INSTRUCTION
Gather every line of the material that contains the string "woman". Letter case matters.

++++ EXTRACTED MATERIAL ++++

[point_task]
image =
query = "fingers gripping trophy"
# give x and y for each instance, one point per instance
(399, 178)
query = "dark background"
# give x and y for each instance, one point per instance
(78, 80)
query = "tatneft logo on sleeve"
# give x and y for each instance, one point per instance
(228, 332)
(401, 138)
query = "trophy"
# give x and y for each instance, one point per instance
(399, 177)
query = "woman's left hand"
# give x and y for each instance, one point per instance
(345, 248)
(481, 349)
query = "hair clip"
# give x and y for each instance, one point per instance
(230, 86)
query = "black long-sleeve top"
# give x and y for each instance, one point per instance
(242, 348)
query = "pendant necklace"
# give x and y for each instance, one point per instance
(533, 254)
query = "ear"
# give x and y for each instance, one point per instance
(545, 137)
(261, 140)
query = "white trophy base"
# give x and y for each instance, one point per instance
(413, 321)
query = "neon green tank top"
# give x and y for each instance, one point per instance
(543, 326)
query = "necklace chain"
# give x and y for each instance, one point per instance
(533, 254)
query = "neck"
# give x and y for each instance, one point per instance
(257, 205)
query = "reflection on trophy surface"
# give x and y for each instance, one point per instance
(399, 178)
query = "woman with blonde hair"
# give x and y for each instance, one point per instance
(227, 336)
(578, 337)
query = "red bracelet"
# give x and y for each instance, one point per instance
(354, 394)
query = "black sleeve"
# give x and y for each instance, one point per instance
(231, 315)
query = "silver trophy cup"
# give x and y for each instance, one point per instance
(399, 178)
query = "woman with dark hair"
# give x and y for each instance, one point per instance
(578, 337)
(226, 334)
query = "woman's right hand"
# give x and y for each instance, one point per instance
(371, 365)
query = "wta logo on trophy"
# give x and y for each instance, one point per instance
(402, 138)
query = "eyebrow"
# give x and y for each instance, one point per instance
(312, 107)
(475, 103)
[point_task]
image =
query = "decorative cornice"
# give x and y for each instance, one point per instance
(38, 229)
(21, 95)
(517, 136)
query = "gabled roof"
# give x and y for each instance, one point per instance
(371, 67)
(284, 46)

++++

COMPLETED TASK
query = "woman's left hand"
query = "woman with blonde hair"
query = "woman with dark hair"
query = "woman's right hand"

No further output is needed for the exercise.